Top of Supplied material

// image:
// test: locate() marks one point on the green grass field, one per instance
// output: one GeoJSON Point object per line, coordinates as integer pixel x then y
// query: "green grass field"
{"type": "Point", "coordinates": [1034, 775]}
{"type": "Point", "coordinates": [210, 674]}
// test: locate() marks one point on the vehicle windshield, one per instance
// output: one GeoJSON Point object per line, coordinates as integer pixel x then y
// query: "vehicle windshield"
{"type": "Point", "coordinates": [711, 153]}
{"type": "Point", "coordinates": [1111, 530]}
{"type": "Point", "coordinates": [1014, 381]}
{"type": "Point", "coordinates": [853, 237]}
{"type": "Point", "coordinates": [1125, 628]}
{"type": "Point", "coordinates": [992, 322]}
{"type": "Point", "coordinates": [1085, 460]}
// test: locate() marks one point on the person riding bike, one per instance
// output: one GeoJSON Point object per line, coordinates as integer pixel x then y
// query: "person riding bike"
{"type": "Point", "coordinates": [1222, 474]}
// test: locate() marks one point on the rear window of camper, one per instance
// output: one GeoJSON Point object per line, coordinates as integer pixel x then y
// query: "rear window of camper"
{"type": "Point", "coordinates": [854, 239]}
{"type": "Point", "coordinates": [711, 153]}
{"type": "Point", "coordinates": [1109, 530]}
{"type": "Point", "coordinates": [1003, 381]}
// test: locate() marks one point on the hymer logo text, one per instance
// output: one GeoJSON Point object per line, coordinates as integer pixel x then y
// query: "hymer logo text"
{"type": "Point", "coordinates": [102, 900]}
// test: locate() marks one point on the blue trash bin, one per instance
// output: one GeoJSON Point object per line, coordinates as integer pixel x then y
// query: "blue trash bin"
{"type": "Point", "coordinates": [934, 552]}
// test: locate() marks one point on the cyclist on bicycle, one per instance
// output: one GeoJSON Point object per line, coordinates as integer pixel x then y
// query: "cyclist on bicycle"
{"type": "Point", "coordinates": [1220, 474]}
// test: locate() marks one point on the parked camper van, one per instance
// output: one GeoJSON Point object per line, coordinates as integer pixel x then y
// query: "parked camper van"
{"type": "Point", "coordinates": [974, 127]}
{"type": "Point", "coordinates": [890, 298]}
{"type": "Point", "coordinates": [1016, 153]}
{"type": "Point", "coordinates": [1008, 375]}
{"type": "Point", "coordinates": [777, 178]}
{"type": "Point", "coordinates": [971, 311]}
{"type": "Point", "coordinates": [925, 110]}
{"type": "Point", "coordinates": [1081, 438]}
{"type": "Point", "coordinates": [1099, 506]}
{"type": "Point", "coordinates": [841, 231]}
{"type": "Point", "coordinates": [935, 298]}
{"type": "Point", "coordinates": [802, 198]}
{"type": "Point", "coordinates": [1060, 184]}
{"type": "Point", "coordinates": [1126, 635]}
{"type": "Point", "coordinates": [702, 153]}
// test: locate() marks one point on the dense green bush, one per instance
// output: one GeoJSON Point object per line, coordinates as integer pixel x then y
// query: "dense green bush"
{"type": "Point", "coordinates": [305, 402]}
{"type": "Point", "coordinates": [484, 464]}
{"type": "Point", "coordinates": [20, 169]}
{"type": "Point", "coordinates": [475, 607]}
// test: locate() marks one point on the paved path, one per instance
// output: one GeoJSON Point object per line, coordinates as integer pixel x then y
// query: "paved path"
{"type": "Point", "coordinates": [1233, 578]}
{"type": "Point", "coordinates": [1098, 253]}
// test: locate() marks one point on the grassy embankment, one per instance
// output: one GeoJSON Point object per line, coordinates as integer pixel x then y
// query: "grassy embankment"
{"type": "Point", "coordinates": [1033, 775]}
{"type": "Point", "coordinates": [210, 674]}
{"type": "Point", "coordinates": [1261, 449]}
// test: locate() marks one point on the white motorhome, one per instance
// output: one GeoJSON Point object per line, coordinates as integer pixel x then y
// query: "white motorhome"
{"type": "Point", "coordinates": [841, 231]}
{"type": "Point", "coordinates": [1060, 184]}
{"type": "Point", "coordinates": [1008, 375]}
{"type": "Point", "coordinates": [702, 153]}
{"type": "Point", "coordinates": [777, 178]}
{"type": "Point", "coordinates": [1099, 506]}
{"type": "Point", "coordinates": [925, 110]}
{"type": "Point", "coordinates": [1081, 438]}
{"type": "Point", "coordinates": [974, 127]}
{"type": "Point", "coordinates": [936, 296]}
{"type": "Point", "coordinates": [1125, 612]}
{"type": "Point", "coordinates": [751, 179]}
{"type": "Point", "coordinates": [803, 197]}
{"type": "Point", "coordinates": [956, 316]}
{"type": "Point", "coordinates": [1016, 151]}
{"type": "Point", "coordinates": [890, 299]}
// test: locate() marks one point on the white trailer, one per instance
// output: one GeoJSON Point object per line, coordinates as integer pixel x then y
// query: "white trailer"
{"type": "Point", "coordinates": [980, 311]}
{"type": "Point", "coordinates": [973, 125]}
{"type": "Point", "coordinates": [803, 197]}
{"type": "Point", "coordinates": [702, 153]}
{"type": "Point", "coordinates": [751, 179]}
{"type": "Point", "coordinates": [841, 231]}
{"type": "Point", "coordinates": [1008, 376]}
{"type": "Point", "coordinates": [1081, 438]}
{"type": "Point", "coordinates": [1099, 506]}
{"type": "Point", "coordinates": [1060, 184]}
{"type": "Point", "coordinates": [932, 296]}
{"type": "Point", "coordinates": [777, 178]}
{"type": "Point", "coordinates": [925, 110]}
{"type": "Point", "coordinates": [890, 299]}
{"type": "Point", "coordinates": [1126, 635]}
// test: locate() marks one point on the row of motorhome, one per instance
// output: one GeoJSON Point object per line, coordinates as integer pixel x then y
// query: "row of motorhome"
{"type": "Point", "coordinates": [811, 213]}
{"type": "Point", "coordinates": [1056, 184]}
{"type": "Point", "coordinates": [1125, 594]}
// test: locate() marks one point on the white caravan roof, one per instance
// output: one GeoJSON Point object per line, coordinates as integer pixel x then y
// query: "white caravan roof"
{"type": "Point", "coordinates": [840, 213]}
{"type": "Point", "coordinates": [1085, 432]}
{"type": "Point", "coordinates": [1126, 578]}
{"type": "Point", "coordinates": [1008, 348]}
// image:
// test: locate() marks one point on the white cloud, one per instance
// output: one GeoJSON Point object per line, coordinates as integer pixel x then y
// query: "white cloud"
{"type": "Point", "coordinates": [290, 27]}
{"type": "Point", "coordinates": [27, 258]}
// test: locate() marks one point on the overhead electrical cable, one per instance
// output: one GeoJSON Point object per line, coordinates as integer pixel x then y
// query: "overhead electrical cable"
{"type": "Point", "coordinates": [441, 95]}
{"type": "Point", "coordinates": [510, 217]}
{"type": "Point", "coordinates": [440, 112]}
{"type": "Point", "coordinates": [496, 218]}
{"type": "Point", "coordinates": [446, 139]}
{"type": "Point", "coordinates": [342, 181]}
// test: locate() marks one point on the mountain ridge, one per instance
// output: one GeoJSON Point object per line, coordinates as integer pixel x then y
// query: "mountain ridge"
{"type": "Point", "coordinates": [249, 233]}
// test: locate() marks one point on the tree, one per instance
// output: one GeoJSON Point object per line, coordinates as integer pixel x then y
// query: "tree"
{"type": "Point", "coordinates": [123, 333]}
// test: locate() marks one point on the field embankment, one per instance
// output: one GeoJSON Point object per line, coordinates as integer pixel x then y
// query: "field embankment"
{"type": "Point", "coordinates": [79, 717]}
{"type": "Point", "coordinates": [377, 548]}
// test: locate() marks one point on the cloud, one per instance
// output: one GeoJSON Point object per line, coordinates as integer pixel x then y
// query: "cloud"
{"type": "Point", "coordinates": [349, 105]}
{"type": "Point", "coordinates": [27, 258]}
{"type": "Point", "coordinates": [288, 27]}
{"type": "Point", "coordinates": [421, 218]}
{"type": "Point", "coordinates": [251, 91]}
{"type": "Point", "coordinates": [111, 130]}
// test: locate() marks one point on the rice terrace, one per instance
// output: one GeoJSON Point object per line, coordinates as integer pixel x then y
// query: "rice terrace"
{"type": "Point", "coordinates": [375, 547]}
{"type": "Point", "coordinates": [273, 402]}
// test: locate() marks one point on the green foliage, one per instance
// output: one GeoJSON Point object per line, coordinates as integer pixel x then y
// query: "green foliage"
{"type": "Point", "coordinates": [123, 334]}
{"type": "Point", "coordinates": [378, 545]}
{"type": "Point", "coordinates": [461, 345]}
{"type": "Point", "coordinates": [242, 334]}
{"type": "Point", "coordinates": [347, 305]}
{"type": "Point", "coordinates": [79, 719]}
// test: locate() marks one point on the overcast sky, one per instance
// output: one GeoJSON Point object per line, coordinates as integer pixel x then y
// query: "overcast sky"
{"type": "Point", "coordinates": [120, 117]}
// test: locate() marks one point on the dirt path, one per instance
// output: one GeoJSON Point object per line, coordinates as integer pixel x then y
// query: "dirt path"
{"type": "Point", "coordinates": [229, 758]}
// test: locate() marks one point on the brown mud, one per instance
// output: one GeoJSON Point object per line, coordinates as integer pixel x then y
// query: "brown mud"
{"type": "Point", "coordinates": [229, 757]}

Bottom of Supplied material

## Task:
Restate the data verbatim through the "camper, one per instance" line.

## Finished task:
// image:
// test: locate() marks one point on the green grass field, one per instance
// output: one GeoJSON Point object per line, coordinates as integer pixel x then y
// query: "green grass field"
{"type": "Point", "coordinates": [1034, 775]}
{"type": "Point", "coordinates": [210, 674]}
// test: locate() marks one point on the vehicle windshield, one per instance
// output: one GeoJSON Point object per line, coordinates as integer pixel x then y
// query: "vehicle windshield"
{"type": "Point", "coordinates": [711, 153]}
{"type": "Point", "coordinates": [1111, 530]}
{"type": "Point", "coordinates": [1014, 381]}
{"type": "Point", "coordinates": [853, 237]}
{"type": "Point", "coordinates": [1125, 628]}
{"type": "Point", "coordinates": [992, 322]}
{"type": "Point", "coordinates": [1085, 460]}
// test: locate() marks one point on the person riding bike, one per instance
// output: one GeoJSON Point object per line, coordinates as integer pixel x then y
// query: "person riding bike"
{"type": "Point", "coordinates": [1222, 474]}
// test: locate() marks one point on the rear window of camper, one per instance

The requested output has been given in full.